◆ **EXTRACT TO READ**

Why You Should Avoid Joint Ownership

Many people believe that they can avoid the need for a will or probate by designating a joint owner on their property, such as a bank account or the deed to real estate.  Naming a joint owner may not avoid probate, in fact, in some cases it may end up delaying the probate process.

Problems With Joint Ownership

In addition to failing to avoid probate, joint ownership can great other problems during lifetime.  By jointly owning property, you may find yourself party to a lawsuit if your co-owner is sued or, the asset could be lost to a creditor of your co-owner. If your co-owner becomes incapacitated, you could find yourself “owning” the property with the co-owner’s guardian or the courts.  If your co-owner is married, there is a risk of the property being subject to divorce proceedings.  With something like a bank account, there is the risk that the co-owner could go on a spending spree and drain the account.

In some situations creating a joint ownership can also create gift tax or income tax problems.  Under the current income tax laws, it is often more beneficial from a tax perspective for a person to receive property by a will rather than that property being gifted to him in the form of joint ownership during the original owner’s lifetime.  In addition, adding a co-owner to property can create gift tax liabilities.

Example: Let’s assume that Mary owns a piece of real estate that she wishes her brother, Bob, to receive upon her death.  Rather than designate such in a last will and testament, Mary instead adds Bob as a co-owner on the deed to the real estate.  A few months later, while driving to work one morning, Bob is involved in a severe automobile accident.  As a result of the accident, Bob incurs significant medical bills.  Unable to work due to his injuries, Bob has difficulty paying the medical bills and the hospital files a lien on the real estate owned jointly by Mary and Bob.  As a result, the courts force the real estate to be sold, against Mary’s will, to satisfy Bob’s medical debts.

◆ **WHAT IS REQUIRED**
Please reproduce the piece on joint ownership word for word, from "In some situations" up to and including "gift tax liabilities.".

(Object grounding data in natural language)

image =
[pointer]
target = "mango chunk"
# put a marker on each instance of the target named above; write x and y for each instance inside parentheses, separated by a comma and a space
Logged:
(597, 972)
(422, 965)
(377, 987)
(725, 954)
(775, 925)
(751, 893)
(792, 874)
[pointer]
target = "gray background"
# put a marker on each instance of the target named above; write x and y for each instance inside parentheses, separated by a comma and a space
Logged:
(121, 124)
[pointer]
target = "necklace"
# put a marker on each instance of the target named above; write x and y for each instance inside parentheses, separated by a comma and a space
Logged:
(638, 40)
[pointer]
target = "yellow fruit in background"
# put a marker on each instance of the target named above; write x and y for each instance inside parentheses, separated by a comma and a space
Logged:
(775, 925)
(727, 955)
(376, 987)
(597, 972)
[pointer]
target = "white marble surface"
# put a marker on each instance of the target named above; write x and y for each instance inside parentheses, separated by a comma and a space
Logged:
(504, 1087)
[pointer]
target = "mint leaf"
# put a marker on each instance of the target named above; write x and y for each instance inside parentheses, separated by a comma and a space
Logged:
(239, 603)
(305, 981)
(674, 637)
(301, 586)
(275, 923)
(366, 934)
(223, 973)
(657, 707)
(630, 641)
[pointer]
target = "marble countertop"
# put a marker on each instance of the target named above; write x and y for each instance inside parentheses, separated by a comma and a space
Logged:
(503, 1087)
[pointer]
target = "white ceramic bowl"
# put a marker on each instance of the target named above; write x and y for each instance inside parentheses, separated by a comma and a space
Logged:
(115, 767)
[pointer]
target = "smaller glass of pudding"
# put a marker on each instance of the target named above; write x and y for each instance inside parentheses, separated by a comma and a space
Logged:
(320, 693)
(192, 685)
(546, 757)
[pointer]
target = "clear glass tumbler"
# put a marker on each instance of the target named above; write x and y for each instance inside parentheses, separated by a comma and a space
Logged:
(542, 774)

◆ **RESPONSE TO THE TASK**
In some situations creating a joint ownership can also create gift tax or income tax problems.  Under the current income tax laws, it is often more beneficial from a tax perspective for a person to receive property by a will rather than that property being gifted to him in the form of joint ownership during the original owner’s lifetime.  In addition, adding a co-owner to property can create gift tax liabilities.